• THE EXERCISE:
Report every line in the entries below that contains the word "baking", copying each such line in full.

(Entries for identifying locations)
——————————
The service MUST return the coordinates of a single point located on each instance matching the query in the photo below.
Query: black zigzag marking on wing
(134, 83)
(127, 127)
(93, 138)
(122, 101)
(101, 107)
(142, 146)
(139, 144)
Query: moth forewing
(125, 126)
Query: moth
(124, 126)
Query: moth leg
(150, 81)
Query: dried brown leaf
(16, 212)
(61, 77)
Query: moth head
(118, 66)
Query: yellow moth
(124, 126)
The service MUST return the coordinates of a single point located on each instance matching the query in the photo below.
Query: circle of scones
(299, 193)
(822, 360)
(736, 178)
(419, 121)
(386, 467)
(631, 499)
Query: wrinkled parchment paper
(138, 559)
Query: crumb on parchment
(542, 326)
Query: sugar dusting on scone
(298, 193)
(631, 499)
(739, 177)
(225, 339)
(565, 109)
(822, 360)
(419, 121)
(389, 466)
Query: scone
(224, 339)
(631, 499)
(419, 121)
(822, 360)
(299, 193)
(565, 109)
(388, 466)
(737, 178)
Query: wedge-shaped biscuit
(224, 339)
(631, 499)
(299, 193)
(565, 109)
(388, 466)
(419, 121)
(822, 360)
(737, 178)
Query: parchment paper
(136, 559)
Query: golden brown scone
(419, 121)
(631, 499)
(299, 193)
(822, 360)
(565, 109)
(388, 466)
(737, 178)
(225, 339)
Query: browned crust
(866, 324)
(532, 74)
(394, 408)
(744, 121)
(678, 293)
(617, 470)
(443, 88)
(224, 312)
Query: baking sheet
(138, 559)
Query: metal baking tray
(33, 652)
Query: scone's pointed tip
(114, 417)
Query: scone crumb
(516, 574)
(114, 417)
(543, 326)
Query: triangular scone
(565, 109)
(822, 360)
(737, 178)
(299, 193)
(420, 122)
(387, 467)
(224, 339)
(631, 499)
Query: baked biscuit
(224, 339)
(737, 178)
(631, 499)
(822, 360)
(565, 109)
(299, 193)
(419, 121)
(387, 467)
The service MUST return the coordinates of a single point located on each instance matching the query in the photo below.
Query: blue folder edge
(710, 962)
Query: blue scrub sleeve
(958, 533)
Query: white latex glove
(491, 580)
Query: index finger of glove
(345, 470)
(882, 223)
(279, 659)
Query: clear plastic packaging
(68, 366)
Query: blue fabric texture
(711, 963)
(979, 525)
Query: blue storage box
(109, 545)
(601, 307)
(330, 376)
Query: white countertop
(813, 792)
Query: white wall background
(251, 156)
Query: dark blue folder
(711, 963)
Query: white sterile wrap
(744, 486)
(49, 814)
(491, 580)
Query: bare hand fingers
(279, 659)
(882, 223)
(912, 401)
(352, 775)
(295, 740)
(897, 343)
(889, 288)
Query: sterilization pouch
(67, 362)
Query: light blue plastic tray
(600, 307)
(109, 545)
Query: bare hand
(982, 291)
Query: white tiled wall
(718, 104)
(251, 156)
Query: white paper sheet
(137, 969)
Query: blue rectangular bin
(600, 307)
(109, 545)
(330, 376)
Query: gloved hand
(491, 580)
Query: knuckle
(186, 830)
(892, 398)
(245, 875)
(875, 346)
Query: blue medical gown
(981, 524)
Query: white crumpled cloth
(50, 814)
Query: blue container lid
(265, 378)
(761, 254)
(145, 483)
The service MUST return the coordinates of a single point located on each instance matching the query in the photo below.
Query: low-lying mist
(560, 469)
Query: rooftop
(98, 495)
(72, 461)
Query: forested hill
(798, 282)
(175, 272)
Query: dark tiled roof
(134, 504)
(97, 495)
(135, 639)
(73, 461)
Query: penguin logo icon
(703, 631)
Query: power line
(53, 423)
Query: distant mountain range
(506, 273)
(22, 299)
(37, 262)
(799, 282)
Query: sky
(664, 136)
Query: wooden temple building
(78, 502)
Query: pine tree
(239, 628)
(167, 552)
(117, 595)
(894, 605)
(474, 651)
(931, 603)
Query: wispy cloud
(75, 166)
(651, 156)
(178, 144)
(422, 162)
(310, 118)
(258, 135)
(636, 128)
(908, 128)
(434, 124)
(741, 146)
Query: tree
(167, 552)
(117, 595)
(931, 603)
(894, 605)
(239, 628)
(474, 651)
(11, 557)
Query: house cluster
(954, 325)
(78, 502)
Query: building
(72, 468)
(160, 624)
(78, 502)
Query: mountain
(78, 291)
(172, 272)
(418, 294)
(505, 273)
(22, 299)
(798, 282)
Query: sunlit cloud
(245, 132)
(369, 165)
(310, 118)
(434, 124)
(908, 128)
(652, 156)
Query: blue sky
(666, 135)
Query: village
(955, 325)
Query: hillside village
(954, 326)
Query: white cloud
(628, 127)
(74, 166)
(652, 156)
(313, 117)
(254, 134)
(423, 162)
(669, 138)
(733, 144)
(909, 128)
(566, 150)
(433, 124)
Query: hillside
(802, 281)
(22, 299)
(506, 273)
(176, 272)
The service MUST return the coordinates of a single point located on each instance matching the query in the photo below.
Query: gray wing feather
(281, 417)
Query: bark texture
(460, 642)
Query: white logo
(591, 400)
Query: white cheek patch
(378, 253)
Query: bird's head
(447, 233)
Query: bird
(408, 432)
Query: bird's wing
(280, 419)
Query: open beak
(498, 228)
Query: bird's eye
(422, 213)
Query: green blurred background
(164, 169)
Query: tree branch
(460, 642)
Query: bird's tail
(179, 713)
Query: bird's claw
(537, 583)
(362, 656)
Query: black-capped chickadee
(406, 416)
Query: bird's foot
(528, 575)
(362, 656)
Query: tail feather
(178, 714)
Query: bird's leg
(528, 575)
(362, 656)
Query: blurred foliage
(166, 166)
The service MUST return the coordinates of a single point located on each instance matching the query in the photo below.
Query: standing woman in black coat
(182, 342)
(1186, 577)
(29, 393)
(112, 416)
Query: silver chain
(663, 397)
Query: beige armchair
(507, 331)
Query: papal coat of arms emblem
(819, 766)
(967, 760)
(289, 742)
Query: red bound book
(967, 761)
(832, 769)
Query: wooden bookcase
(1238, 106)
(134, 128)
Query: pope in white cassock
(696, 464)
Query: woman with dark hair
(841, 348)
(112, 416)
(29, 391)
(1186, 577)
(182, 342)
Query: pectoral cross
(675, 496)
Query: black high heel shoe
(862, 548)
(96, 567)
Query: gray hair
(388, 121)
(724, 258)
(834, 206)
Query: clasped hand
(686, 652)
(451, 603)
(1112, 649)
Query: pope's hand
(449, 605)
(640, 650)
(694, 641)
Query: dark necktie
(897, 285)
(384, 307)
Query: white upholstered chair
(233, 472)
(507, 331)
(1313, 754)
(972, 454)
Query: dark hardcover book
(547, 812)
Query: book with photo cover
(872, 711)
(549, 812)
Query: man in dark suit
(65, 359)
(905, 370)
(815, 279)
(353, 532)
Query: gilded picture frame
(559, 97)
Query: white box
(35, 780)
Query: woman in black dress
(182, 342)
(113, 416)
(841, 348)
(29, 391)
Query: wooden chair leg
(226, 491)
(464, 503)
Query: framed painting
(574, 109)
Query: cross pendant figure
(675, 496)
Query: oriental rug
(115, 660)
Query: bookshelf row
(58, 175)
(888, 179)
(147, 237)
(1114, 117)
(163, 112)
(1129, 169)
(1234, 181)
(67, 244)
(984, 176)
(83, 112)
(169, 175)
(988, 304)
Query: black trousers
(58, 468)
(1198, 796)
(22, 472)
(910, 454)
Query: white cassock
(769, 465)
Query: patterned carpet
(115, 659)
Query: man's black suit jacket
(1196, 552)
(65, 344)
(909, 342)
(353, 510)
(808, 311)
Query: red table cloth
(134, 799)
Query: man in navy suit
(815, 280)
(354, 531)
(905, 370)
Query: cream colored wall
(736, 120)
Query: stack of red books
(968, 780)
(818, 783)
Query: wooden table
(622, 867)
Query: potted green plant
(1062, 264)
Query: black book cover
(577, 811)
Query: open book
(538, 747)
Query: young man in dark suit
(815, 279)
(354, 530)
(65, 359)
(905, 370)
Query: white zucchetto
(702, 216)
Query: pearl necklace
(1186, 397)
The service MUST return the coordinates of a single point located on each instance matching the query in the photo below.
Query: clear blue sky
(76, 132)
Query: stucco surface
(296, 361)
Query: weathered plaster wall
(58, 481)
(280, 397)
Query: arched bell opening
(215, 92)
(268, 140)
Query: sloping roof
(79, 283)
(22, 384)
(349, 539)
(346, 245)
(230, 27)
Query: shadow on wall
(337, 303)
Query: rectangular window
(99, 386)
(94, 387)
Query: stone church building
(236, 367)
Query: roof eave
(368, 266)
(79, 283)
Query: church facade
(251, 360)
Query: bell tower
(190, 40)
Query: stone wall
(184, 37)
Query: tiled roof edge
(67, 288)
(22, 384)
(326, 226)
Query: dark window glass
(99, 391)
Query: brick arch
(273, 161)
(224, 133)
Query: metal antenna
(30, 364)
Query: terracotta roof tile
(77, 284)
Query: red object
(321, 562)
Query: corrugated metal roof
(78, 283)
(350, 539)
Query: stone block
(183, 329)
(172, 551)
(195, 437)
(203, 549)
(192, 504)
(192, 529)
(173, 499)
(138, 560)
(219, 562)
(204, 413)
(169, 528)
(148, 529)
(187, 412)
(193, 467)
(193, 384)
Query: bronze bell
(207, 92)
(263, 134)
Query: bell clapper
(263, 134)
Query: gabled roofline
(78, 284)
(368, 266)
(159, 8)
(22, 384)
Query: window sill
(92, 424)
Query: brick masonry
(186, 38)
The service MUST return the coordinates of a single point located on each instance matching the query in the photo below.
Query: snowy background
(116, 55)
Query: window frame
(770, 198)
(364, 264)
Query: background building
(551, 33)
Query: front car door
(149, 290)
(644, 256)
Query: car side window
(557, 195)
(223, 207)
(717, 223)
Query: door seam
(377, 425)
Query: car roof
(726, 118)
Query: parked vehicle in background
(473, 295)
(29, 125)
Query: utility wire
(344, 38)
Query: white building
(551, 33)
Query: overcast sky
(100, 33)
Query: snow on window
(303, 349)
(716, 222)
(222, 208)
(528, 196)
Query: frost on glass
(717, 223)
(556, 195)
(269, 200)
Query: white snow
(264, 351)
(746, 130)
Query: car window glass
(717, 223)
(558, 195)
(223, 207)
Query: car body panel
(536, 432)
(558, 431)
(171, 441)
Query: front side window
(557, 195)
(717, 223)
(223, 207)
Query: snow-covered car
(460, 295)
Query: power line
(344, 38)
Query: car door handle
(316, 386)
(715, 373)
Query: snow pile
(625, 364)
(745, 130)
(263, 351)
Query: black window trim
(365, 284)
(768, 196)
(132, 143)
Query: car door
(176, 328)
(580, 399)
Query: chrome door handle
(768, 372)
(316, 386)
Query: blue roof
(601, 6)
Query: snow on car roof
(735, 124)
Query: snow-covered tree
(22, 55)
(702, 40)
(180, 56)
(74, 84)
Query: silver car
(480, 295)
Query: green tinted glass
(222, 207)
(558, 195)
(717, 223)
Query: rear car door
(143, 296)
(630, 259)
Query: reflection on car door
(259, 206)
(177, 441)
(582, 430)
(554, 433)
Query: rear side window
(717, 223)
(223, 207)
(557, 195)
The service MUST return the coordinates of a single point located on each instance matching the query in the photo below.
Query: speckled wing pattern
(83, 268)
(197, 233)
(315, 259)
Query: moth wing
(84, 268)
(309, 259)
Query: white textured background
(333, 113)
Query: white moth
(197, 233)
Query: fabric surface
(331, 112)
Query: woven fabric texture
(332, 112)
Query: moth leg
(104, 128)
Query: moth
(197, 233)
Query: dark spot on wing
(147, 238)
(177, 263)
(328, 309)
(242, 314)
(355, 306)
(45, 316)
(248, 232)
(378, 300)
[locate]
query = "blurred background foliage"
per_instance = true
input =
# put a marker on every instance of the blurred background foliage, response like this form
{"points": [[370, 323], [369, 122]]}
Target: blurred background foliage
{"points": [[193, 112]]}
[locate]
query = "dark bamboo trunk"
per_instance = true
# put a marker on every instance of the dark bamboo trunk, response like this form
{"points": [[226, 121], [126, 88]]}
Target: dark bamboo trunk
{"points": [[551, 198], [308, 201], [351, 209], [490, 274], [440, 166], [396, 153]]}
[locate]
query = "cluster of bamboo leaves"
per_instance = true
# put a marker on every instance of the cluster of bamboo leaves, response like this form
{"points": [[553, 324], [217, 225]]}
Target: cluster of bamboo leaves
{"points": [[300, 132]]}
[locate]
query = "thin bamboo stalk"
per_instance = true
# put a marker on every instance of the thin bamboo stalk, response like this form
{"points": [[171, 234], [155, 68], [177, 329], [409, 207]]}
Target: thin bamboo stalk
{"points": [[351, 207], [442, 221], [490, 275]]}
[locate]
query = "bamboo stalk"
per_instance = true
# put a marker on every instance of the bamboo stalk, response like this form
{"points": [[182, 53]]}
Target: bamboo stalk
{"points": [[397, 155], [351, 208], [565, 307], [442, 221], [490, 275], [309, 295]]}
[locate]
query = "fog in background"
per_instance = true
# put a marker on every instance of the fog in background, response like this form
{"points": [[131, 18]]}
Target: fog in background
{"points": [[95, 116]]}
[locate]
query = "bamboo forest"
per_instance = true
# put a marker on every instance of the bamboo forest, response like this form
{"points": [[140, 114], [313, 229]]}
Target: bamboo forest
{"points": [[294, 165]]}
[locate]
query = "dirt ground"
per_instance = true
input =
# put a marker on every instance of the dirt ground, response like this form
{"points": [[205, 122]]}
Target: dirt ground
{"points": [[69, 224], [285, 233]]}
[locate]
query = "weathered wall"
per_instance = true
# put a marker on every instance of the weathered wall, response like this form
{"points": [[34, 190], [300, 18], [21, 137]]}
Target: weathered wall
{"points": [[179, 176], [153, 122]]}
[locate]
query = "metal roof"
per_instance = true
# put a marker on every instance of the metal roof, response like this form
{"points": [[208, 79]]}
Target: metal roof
——————————
• EXERCISE SOLUTION:
Query: baking sheet
Query: metal baking tray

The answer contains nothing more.